Transcribe the passage of the dissertation abstract between "During root cooling, large" and "in nearby vessels.", inclusive, word for word.

TEXT SHOWN
*****

|Title||Nuclear magnetic resonance imaging of water motion in plants|
|Source||Wageningen University. Promotor(en): T.J. Schaafsma; H. van As. - S.l. : S.n. - ISBN 9789058084750 - 133|
|Publication type||Dissertation, internally prepared|
|Keyword(s)||plantenfysiologie - plant-water relaties - waterstroming - stamafstroming - cavitatie - embolie - diffusie - kernmagnetische resonantiespectroscopie - kernmagnetische resonantie - vaten (plantenweefsel) - xyleem - plant physiology - plant water relations - water flow - stemflow - cavitation - embolism - diffusion - nuclear magnetic resonance spectroscopy - nuclear magnetic resonance - vessels - xylem|
This Thesis treats one of the new techniques in plant science i.e. nuclear magnetic resonance imaging (NMRi) applied to water motion in plants. It is a challenge, however, to measure this motion in intact plants quantitatively, because plants impose specific problems when studied using NMRi. At high magnetic field strength air-filled intercellular spaces in the plant tissue cause susceptibility-related local magnetic field inhomogeneities, which are much smaller at low magnetic field strength. The inherently low signal-to-noise ratio at low magnetic fields is compensated by the possibility to record a long train of spin-echoes, since generally the spin-spin relaxation time T 2 at low magnetic field is longer than at high magnetic field.
In this Thesis the spin echo train is used to shorten the time to produce an NMR image. As a result, time-dependent flow phenomena can be followed at a physiologically relevant time scale using dynamic NMRi employing either a pulsed field gradient (PFG) spin echo sequence (for fast flow, Chapter 2) or a PFG stimulated echo motion-encoding sequence (for slow flow, Chapter 3). Using the quantification method presented in this Thesis (Chapter 4) a number of flow characteristics can be determined for every pixel in an image of a plant stem:
These flow characteristics, together with the water density (or total amount of water) and the T 2 value per pixel (measured with quantitative T 2 imaging), were studied in the stem of a cucumber plant as a function of the day-night cycle and cooling of the root system. Root cooling results in inhibition of the water uptake and xylem- and phloem transport, and causes severe wilting of the plant leaves. Following root cooling, during recovery of the plant from its wilted state, the T 2 -values of tissue around the vascular bundles strongly decrease, which may indicate an increased membrane permeability for water of the tissue cells in this period (Chapter 5).
During root cooling, large negative pressures in the plant xylem cause cavitations in the vessels, blocking further water transport. In this Thesis the first direct in vivo observations of refilling of cavitated xylem vessels are presented (Chapter 6). This refilling takes many hours and occurs while nearby vessels are under tension and are transporting water. This finding has important implications for the mechanism underlying the refilling process: water entering the refilling vessel must be hydraulically isolated from flowing water in nearby vessels.
The strategy (Chapter 7) and methodology of quantitative flow and T 2 NMR imaging, discussed in this Thesis has opened new ways to find answers to longstanding questions in plant science.

*****

EXERCISE DATA
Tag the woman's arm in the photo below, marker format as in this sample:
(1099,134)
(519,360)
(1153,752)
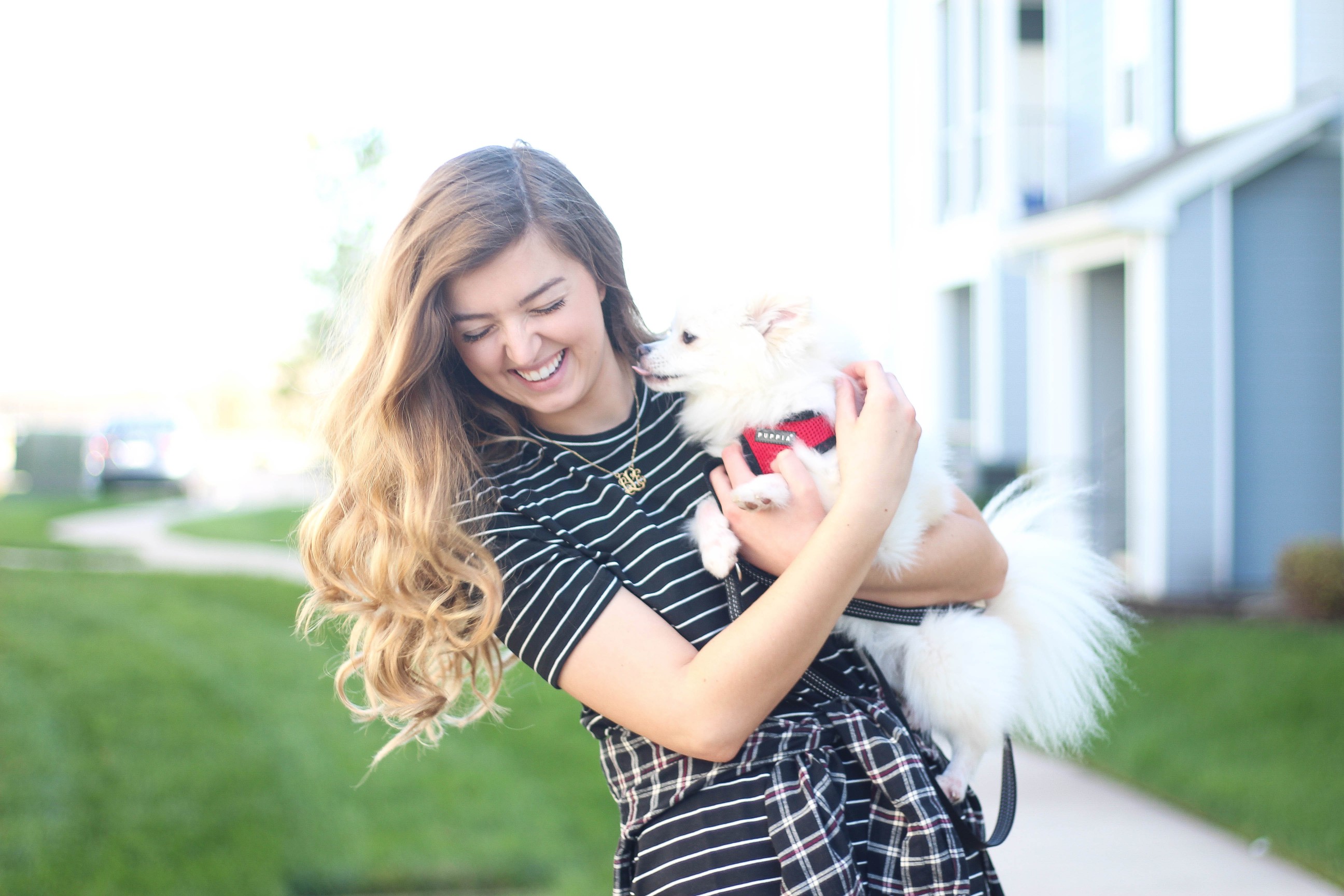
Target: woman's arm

*****

TASK ANSWER
During root cooling, large negative pressures in the plant xylem cause cavitations in the vessels, blocking further water transport. In this Thesis the first direct in vivo observations of refilling of cavitated xylem vessels are presented (Chapter 6). This refilling takes many hours and occurs while nearby vessels are under tension and are transporting water. This finding has important implications for the mechanism underlying the refilling process: water entering the refilling vessel must be hydraulically isolated from flowing water in nearby vessels.